> _Available records_
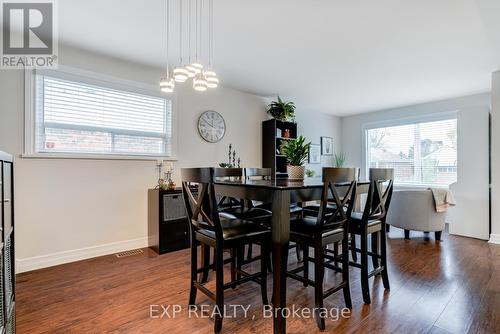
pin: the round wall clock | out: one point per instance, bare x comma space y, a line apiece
211, 126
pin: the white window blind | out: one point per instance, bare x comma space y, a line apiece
421, 153
81, 118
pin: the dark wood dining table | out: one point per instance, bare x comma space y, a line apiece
281, 193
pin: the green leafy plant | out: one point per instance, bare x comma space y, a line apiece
296, 150
340, 159
310, 173
281, 110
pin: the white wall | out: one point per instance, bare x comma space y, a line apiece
495, 159
69, 209
470, 217
314, 126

> _What you have to do_
Copy all the data exactly as written, but skip any picture.

> _Solution for this exercise_
pin: the round wall clock | out: one point per instance, bare x comma space y, a line apiece
211, 126
pin: the white window blind | out: one point per instance, bare x comma space y, a line apiece
421, 153
81, 118
pin: the dark wood dining table | out: one point per instance, bare x comma space y, a line apiece
281, 193
pin: the green leafy plant | out: one point per instance, bare x comma space y, a line apiece
296, 150
340, 159
310, 173
281, 110
pin: the white wall | out: one point per instance, bare x comma space y, a line apiece
495, 159
69, 209
470, 217
314, 126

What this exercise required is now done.